==== Data for analysis ====

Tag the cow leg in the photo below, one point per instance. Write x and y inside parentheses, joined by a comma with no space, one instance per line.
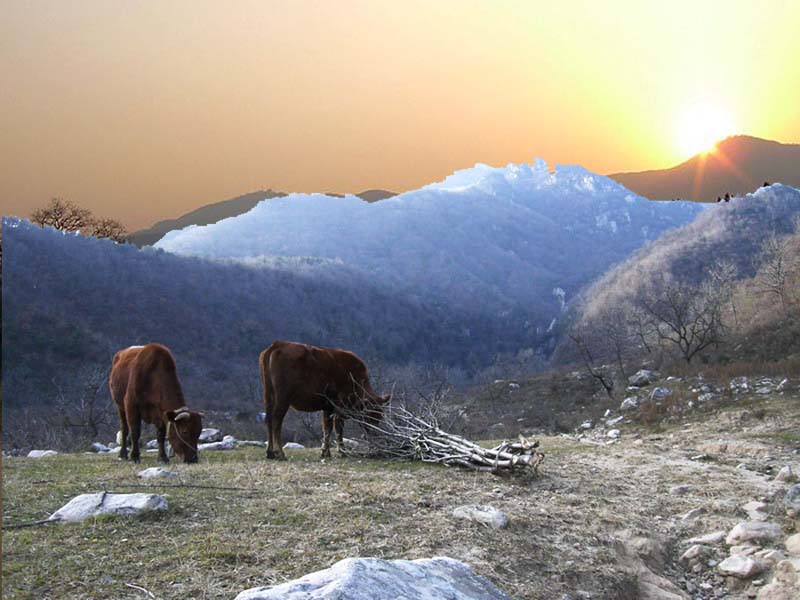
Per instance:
(123,426)
(161,432)
(276,424)
(327,425)
(338,426)
(135,426)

====

Problem:
Exclude the pictures. Write out the remaining data exactly.

Task output:
Tag the cow leg in the photo below, one point per instance. Write x and y inside parentheses, joined by a comma with no space, one instance per line.
Per instance:
(123,426)
(161,432)
(276,424)
(327,425)
(338,426)
(135,426)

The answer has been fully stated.